Your assignment:
When you write out the listing below, keep each word exactly as it stands and drop the pictures.

====

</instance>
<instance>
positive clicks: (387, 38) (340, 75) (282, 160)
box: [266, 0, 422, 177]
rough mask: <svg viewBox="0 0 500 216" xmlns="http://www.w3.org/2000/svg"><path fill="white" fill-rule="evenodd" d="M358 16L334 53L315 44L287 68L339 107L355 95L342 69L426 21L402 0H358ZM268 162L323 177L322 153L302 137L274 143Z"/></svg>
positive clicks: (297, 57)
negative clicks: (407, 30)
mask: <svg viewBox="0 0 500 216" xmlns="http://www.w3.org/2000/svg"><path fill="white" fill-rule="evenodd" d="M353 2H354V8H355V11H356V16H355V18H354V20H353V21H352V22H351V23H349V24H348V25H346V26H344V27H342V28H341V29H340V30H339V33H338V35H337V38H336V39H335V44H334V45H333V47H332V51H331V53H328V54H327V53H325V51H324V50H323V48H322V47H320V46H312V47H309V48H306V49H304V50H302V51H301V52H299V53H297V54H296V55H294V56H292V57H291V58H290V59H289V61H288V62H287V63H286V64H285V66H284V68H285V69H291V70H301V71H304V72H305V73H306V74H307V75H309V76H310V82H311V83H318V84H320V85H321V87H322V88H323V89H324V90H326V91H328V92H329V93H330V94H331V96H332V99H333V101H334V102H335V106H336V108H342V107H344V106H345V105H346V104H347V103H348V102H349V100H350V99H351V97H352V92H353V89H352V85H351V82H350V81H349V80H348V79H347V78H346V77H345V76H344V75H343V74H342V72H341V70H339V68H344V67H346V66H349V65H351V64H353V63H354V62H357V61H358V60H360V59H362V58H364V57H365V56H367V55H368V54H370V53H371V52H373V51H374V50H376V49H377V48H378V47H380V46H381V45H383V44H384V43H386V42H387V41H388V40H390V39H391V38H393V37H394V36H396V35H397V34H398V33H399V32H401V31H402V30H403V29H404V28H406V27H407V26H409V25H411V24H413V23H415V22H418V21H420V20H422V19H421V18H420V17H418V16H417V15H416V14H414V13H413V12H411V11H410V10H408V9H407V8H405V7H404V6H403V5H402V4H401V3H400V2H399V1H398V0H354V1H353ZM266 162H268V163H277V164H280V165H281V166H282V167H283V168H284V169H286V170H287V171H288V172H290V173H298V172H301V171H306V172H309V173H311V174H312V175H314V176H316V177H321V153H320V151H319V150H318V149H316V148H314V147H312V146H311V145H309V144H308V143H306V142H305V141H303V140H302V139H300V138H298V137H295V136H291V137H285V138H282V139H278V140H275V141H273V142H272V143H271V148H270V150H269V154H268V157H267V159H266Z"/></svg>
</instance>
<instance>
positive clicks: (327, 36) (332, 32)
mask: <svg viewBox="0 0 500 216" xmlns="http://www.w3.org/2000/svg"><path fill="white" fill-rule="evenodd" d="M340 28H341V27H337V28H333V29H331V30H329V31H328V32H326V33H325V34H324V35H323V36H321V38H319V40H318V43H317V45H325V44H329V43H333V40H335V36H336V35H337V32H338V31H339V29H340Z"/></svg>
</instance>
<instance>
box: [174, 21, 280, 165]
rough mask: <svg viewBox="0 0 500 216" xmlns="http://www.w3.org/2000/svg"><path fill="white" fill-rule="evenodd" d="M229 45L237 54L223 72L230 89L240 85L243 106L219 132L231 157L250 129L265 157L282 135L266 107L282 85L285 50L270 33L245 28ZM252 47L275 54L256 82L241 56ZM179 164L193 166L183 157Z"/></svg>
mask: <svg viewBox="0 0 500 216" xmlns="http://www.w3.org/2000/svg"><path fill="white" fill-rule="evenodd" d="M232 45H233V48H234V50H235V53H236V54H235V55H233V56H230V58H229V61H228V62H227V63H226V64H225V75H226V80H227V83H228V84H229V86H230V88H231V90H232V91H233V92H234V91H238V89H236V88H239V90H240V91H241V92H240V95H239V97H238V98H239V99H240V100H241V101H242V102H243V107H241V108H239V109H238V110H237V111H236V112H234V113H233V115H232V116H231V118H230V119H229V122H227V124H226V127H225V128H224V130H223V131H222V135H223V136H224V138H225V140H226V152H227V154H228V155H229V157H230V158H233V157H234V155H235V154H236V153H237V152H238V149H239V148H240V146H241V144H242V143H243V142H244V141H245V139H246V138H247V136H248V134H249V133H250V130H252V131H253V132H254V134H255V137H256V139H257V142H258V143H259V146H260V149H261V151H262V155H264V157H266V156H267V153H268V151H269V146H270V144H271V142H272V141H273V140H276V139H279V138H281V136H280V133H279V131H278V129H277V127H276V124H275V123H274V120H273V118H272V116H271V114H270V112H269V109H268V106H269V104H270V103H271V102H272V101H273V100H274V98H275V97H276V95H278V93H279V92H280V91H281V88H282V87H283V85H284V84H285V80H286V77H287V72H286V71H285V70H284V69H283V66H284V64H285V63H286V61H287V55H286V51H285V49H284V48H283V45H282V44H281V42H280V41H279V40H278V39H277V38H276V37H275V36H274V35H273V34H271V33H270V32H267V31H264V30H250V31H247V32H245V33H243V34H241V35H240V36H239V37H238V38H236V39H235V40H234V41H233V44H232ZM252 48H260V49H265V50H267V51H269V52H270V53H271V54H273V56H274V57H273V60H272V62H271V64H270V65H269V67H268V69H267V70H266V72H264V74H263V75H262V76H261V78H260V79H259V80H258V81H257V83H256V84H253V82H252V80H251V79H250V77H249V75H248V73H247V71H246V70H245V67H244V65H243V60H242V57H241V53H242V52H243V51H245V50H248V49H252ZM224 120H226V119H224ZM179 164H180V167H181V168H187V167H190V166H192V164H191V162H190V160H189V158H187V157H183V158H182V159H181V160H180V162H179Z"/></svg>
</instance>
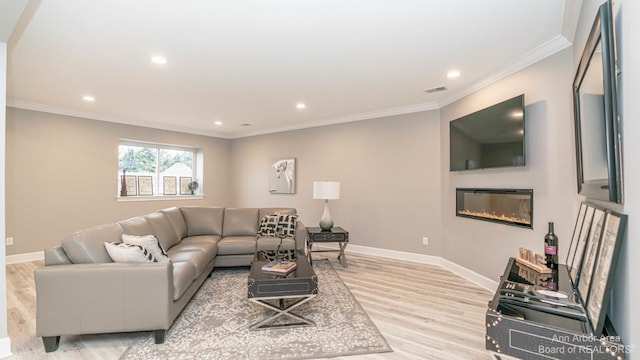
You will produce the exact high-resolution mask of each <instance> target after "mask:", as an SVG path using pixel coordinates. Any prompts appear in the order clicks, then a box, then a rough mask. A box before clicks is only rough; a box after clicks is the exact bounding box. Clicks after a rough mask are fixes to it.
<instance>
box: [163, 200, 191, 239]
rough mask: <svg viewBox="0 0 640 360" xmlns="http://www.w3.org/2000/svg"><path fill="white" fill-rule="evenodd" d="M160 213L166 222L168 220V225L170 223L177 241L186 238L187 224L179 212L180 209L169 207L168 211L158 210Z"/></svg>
mask: <svg viewBox="0 0 640 360" xmlns="http://www.w3.org/2000/svg"><path fill="white" fill-rule="evenodd" d="M160 212H161V213H162V214H164V215H165V216H166V217H167V220H169V223H171V227H173V230H174V231H175V232H176V237H177V238H178V241H180V240H181V239H184V238H185V237H187V223H186V222H185V221H184V216H183V215H182V211H180V209H178V208H177V207H171V208H168V209H163V210H160ZM173 245H175V244H173ZM173 245H171V246H173ZM171 246H170V247H171Z"/></svg>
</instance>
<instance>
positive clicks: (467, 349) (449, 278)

====

Response to this exercise:
</instance>
<instance>
positive clicks: (387, 38) (340, 75) (282, 160)
box: [266, 0, 422, 177]
rough mask: <svg viewBox="0 0 500 216" xmlns="http://www.w3.org/2000/svg"><path fill="white" fill-rule="evenodd" d="M358 16L334 53L315 44L287 68L339 107L355 95L342 69L426 21L402 0H358ZM268 162L323 177L322 153L302 137L274 143Z"/></svg>
positive clicks: (297, 57)
negative clicks: (407, 30)
mask: <svg viewBox="0 0 500 216" xmlns="http://www.w3.org/2000/svg"><path fill="white" fill-rule="evenodd" d="M353 2H354V8H355V11H356V16H355V18H354V20H353V21H352V22H351V23H349V24H348V25H346V26H344V27H342V28H341V29H340V30H339V33H338V35H337V38H336V39H335V44H334V45H333V47H332V51H331V53H328V54H327V53H325V51H324V50H323V48H322V47H320V46H312V47H309V48H306V49H304V50H302V51H301V52H299V53H297V54H296V55H294V56H292V57H291V58H290V59H289V61H288V62H287V63H286V64H285V66H284V68H285V69H291V70H301V71H304V72H305V73H306V74H307V75H309V76H310V82H311V83H318V84H320V85H321V87H322V88H323V89H324V90H326V91H328V92H329V93H330V94H331V96H332V99H333V101H334V102H335V106H336V108H342V107H344V106H345V105H346V104H347V103H348V102H349V100H350V99H351V97H352V92H353V89H352V85H351V82H350V81H349V80H348V79H347V78H346V77H345V76H344V75H343V74H342V72H341V70H339V68H344V67H346V66H349V65H351V64H353V63H354V62H357V61H358V60H360V59H362V58H364V57H365V56H367V55H368V54H370V53H371V52H373V51H374V50H376V49H377V48H378V47H380V46H381V45H383V44H384V43H386V42H387V41H388V40H390V39H391V38H393V37H394V36H396V35H397V34H398V33H399V32H401V31H402V30H403V29H404V28H406V27H407V26H409V25H411V24H413V23H415V22H418V21H420V20H422V19H421V18H420V17H418V16H417V15H416V14H414V13H413V12H411V11H410V10H408V9H407V8H405V7H404V6H403V5H402V4H401V3H400V2H399V1H398V0H354V1H353ZM266 162H268V163H277V164H280V165H281V166H282V167H283V168H284V169H286V170H287V171H288V172H290V173H298V172H301V171H306V172H309V173H311V174H312V175H314V176H316V177H321V153H320V151H319V150H318V149H316V148H314V147H312V146H311V145H309V144H308V143H306V142H305V141H303V140H302V139H300V138H298V137H295V136H291V137H285V138H282V139H278V140H275V141H273V142H272V143H271V148H270V150H269V154H268V157H267V159H266Z"/></svg>
</instance>
<instance>
positive clicks: (327, 36) (332, 32)
mask: <svg viewBox="0 0 500 216" xmlns="http://www.w3.org/2000/svg"><path fill="white" fill-rule="evenodd" d="M340 28H341V27H337V28H333V29H331V30H329V31H328V32H326V33H325V34H324V35H323V36H321V38H319V40H318V43H317V45H325V44H329V43H333V40H335V36H336V35H337V32H338V31H339V29H340Z"/></svg>
</instance>
<instance>
box: [174, 21, 280, 165]
rough mask: <svg viewBox="0 0 500 216" xmlns="http://www.w3.org/2000/svg"><path fill="white" fill-rule="evenodd" d="M229 45L237 54L223 72L230 89L240 85L243 106L219 132L231 157L250 129L265 157L282 135L266 107L282 85L285 50L270 33L245 28ZM252 47L275 54L256 82L241 56ZM179 164L193 166L183 157Z"/></svg>
mask: <svg viewBox="0 0 500 216" xmlns="http://www.w3.org/2000/svg"><path fill="white" fill-rule="evenodd" d="M232 45H233V48H234V50H235V53H236V54H235V55H233V56H230V58H229V61H228V62H227V63H226V64H225V75H226V80H227V83H228V84H229V86H230V88H231V90H232V91H233V92H234V91H238V89H236V88H239V90H240V91H241V92H240V95H239V97H238V98H239V99H240V100H241V101H242V102H243V107H241V108H239V109H238V110H237V111H236V112H234V113H233V115H232V116H231V118H230V119H229V122H227V124H226V127H225V128H224V130H223V131H222V135H223V136H224V138H225V140H226V152H227V154H228V155H229V157H230V158H233V157H234V155H235V154H236V153H237V152H238V149H239V148H240V146H241V144H242V143H243V142H244V141H245V139H246V138H247V136H248V134H249V133H250V130H252V131H253V132H254V134H255V137H256V139H257V142H258V143H259V146H260V149H261V151H262V155H264V157H266V156H267V153H268V151H269V146H270V144H271V142H272V141H273V140H276V139H279V138H281V136H280V133H279V131H278V129H277V127H276V124H275V123H274V120H273V118H272V116H271V114H270V112H269V109H268V106H269V104H270V103H271V102H272V101H273V100H274V98H275V97H276V95H278V93H279V92H280V91H281V88H282V87H283V85H284V84H285V80H286V77H287V72H286V71H285V70H284V69H283V66H284V64H285V63H286V61H287V55H286V51H285V49H284V48H283V45H282V44H281V42H280V41H279V40H278V39H277V38H276V37H275V36H274V35H273V34H271V33H270V32H267V31H264V30H250V31H247V32H245V33H243V34H241V35H240V36H239V37H238V38H236V39H235V40H234V41H233V44H232ZM252 48H260V49H265V50H267V51H269V52H270V53H271V54H273V56H274V57H273V60H272V62H271V64H270V65H269V67H268V69H267V70H266V72H264V74H263V75H262V76H261V78H260V79H259V80H258V81H257V83H256V84H253V82H252V80H251V79H250V77H249V75H248V73H247V71H246V70H245V67H244V65H243V60H242V57H241V53H242V52H243V51H245V50H248V49H252ZM224 120H226V119H224ZM179 164H180V167H181V168H187V167H190V166H192V164H191V162H190V160H189V158H187V157H183V158H182V159H181V160H180V162H179Z"/></svg>
</instance>
You will produce the exact high-resolution mask of each <instance> target after "mask:", as an SVG path using pixel coordinates. Any prompts appear in the order clicks, then a box, then a rough mask. A box before clicks is only rough; a box after clicks is the exact bounding box. Clicks after a rough mask are fixes to it.
<instance>
box: [163, 200, 191, 239]
rough mask: <svg viewBox="0 0 640 360" xmlns="http://www.w3.org/2000/svg"><path fill="white" fill-rule="evenodd" d="M160 213L166 222L168 220V225L170 223L177 241L186 238L187 224L179 212L180 209L169 207L168 211L158 210Z"/></svg>
mask: <svg viewBox="0 0 640 360" xmlns="http://www.w3.org/2000/svg"><path fill="white" fill-rule="evenodd" d="M160 212H161V213H162V214H164V215H165V216H166V217H167V220H169V223H171V227H173V230H174V231H175V232H176V237H177V238H178V241H180V240H181V239H184V238H185V237H187V223H186V222H185V221H184V216H183V215H182V211H180V209H178V208H177V207H171V208H168V209H163V210H160ZM173 245H175V244H173ZM173 245H171V246H173ZM171 246H170V247H171Z"/></svg>
</instance>
<instance>
positive clicks: (467, 349) (449, 278)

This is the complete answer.